Quando la giostra di geni agitava il corpo e la mente di Homo neanderthalensis, i cardellini gli svolazzavano già intorno con la stessa curiosa traiettoria ondulata di ora. Allora come ora, il cardellino frequentava i cardi (Carduus) ma anche non meno di 152 specie di piante diverse ed era quindi adattato a impossibili posizioni lungo fusti sottilissimi come quelli del tarassaco, robusti come quelli del corbezzolo, spinosi come quelli dei cardi.

Noi non sappiamo quando possa essere nata l'idea di ritrarlo. Atto d'amore che genera conoscenza che genera amore. Ma la tentazione deve essere stata fin da subito forte, molto forte. Per via del giallo dello specchio delle ali, del nero del capo, del bianco del petto, e massimamente per quella misteriosa mascherina rossa sulla faccia.

 

Senza informare zoologi ed etologi, decidiamo qui e ora di denominare Carduelis carduelis picta questo nuovo essere vivente che ha perso, è vero, la terza dimensione, ma in compenso ha sviluppato la quarta, cioè il tempo, in modo assolutamente incredibile. Dal punto di vista evolutivo, noi riteniamo che la varietà si sia determinata in seguito alla notevole attitudine della specie a vivere a contatto con l'uomo e i suoi manufatti. In queste condizioni, si stabilizzano, nel genotipo, caratteri tipici della specie umana come la bellezza, l'allegria, la disperazione trasmessi, per lo più casualmente, in virtù della suaccennata condivisione delle nicchie ecologiche lungamente intervenuta tra Carduelis carduelis e Homo sapiens. Se si considera che il contatto tra Carduelis carduelis picta e le altre varietà può oggi avvenire quasi esclusivamente attraverso le finestre dei musei, rendendo estremamente improbabile il soddisfacimento dell'interfecondità, si perviene alla conclusione che la nuova varietà si trova nella situazione di isolamento che prelude alla nascita di una vera e propria specie. Non si può tuttavia escludere che i caratteri da noi individuati per la varietà vadano integrandosi con quelli già noti per la specie, perché continuando i cardellini a vivere nello stesso ambiente degli uomini, potrebbero, un giorno, decidere di dipingersi da soli.

++++++++++++++++++++

ISTRUZIONI:
a. Copia dal testo sul cardellino tutto ciò che va da "Noi non sappiamo" fino a "rossa sulla faccia.".
b. Per ciascuna affermazione indica se concorda con il testo sul cardellino: rispondi sì o no e riporta tra virgolette le parole del testo che lo decidono.
(i) Il cardellino frequenta non meno di 152 specie di piante diverse.
(ii) Si sa con precisione quando è nata l'idea di ritrarre il cardellino.
(iii) Il nome Carduelis carduelis picta è stato scelto insieme a zoologi ed etologi.

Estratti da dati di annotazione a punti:
++++++++++++++++++++

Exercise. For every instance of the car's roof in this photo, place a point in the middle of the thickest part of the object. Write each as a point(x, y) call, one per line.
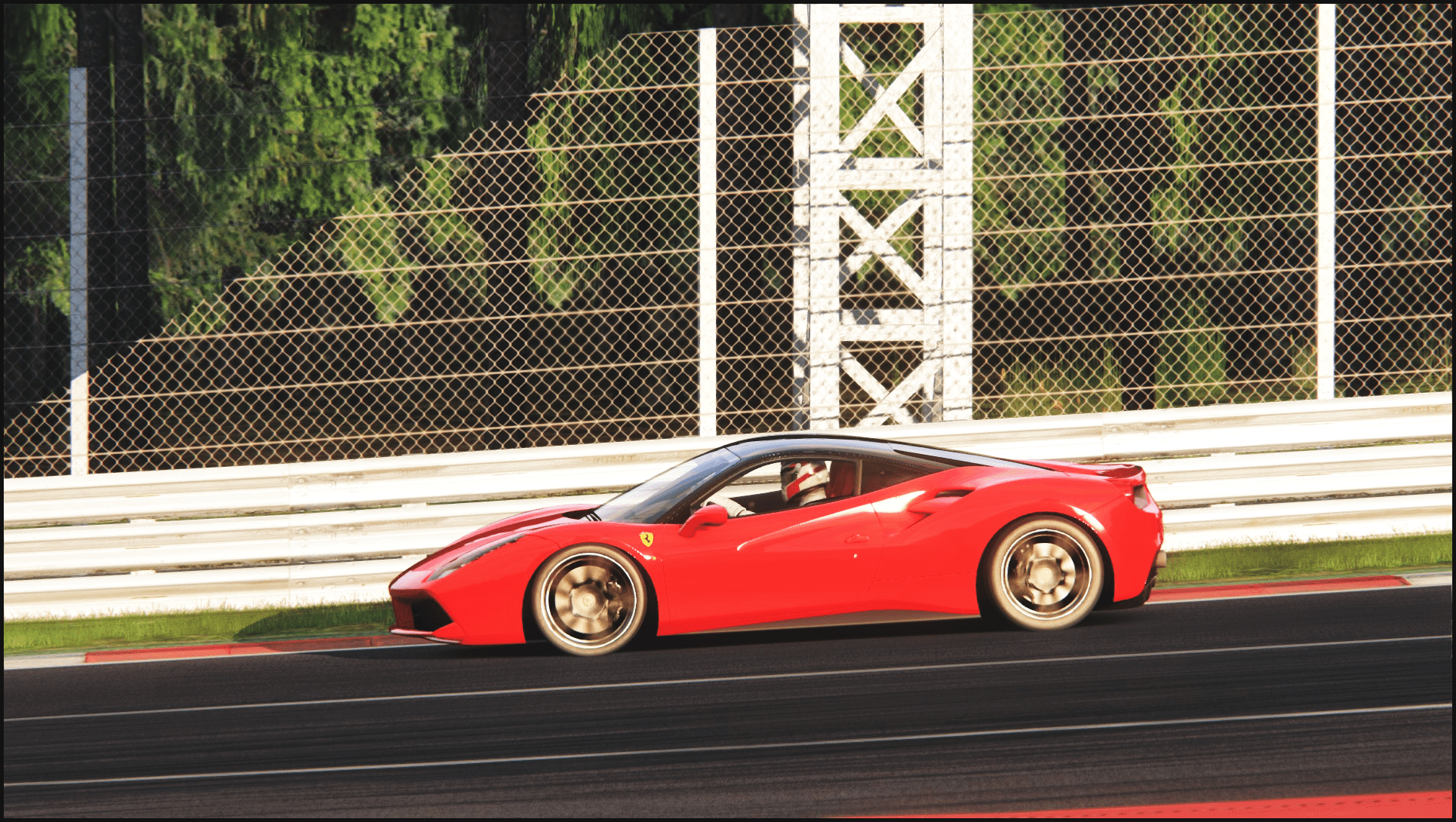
point(851, 446)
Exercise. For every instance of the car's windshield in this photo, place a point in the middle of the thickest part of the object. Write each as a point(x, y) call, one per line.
point(653, 499)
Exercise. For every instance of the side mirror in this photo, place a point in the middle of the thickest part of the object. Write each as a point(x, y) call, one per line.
point(711, 514)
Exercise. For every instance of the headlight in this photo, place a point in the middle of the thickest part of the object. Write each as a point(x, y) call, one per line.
point(469, 557)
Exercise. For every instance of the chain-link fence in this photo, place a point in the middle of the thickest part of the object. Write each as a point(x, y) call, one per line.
point(1144, 197)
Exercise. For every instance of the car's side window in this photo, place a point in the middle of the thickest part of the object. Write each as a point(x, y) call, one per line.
point(760, 491)
point(884, 474)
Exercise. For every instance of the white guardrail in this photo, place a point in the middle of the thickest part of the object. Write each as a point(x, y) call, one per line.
point(338, 532)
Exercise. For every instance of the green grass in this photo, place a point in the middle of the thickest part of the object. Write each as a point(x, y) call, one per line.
point(1233, 563)
point(197, 627)
point(1341, 557)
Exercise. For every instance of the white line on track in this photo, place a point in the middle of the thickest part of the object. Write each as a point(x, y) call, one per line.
point(742, 678)
point(751, 747)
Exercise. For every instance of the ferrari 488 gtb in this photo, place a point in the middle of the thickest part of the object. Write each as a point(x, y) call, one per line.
point(798, 529)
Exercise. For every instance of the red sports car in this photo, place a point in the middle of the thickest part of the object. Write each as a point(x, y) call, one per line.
point(798, 529)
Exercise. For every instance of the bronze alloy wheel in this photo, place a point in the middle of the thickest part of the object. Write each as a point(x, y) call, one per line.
point(588, 600)
point(1044, 574)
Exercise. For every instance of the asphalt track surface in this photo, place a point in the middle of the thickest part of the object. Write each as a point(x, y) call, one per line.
point(1271, 698)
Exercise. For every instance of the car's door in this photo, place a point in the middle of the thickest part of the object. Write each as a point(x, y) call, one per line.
point(775, 565)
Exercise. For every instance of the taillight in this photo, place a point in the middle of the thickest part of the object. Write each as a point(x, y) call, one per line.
point(1141, 496)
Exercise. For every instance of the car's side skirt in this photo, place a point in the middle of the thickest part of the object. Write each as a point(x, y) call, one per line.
point(856, 618)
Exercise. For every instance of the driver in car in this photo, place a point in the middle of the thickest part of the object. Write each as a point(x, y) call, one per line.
point(800, 482)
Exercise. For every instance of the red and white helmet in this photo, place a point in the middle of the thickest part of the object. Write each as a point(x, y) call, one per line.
point(804, 482)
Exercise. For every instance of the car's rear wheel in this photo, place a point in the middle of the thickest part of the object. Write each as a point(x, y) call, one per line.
point(1043, 574)
point(588, 600)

++++++++++++++++++++

SOLUZIONI:
a.
Noi non sappiamo quando possa essere nata l'idea di ritrarlo. Atto d'amore che genera conoscenza che genera amore. Ma la tentazione deve essere stata fin da subito forte, molto forte. Per via del giallo dello specchio delle ali, del nero del capo, del bianco del petto, e massimamente per quella misteriosa mascherina rossa sulla faccia.

b.
(i) Sì: "il cardellino frequentava i cardi (Carduus) ma anche non meno di 152 specie di piante diverse"
(ii) No: "Noi non sappiamo quando possa essere nata l'idea di ritrarlo."
(iii) No: "Senza informare zoologi ed etologi, decidiamo qui e ora di denominare Carduelis carduelis picta"